* _AIM_: Reproduce the data from its first line through the line containing "[134,176,168,232]", including the requests, and adjust every bounding box coordinate by adding -22 to it.

Some records:
────────────────

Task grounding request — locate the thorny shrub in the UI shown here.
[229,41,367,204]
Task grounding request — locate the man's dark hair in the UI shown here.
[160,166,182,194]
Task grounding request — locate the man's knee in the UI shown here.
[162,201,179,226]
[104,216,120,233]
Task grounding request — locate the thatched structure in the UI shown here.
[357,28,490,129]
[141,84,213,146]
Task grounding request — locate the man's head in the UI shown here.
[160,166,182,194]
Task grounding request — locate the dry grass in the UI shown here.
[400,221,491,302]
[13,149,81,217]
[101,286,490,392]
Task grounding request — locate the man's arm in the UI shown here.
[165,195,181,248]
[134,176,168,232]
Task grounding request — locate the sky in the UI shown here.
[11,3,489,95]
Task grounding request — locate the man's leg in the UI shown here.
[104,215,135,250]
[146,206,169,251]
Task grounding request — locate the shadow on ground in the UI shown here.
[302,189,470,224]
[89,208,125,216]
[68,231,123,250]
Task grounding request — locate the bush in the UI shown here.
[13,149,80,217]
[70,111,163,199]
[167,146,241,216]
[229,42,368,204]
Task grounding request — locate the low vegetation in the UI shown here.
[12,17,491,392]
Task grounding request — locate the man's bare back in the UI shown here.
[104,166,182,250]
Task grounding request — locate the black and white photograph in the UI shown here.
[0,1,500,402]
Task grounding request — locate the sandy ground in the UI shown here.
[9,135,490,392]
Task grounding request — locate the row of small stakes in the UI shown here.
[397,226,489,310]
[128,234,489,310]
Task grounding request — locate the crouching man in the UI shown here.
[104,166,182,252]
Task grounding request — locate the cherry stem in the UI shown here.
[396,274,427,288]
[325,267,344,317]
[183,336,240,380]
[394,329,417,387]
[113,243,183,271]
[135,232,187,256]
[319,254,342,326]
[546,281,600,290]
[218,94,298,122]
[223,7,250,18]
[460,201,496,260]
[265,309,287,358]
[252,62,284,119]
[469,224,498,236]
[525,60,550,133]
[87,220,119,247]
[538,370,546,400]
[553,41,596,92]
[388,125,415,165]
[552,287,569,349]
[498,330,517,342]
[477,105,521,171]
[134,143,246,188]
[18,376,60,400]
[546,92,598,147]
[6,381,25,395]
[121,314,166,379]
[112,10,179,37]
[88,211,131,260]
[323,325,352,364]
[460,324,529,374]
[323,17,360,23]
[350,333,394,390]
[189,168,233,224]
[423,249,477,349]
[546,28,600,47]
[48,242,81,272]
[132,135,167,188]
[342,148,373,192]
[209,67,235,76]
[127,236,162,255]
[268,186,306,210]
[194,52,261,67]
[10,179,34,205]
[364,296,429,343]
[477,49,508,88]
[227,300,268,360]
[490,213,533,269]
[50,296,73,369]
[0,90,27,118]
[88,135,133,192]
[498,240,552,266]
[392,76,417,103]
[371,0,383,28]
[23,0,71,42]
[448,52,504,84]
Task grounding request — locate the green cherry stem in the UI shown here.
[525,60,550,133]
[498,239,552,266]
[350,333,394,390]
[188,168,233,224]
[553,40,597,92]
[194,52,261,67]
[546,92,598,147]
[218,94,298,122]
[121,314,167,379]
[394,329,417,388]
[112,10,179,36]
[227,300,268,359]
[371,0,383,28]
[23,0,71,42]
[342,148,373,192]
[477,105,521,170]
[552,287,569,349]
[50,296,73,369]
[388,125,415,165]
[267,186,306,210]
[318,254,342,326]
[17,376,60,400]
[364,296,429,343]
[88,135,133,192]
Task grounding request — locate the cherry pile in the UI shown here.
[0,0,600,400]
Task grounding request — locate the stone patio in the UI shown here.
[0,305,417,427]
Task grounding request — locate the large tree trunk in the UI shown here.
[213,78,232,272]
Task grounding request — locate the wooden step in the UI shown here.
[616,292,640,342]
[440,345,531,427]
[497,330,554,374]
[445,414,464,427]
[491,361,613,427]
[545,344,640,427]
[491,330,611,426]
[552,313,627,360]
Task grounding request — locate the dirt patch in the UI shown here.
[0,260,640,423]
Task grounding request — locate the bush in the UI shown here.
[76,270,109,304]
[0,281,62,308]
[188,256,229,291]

────────────────

* _EXERCISE ANSWER_:
Task grounding request — locate the thorny shrub in the UI shown here.
[207,19,345,182]
Task grounding request — locate the man's dark hair in the UI shown here.
[138,144,160,172]
Task grounding request — locate the man's knee in the UI shown here.
[140,179,157,204]
[82,194,98,211]
Task grounding request — locate the thatched structure in the UI shown here.
[335,6,468,107]
[119,62,191,124]
Task grounding request — locate the man's head in the UI shown here.
[138,144,160,172]
Task grounding request — locate the dry grass in the UI shown here.
[378,199,469,280]
[-9,127,59,195]
[79,264,468,370]
Task grounding request — locate the man's arm in the UI shown here.
[143,173,159,226]
[112,154,146,210]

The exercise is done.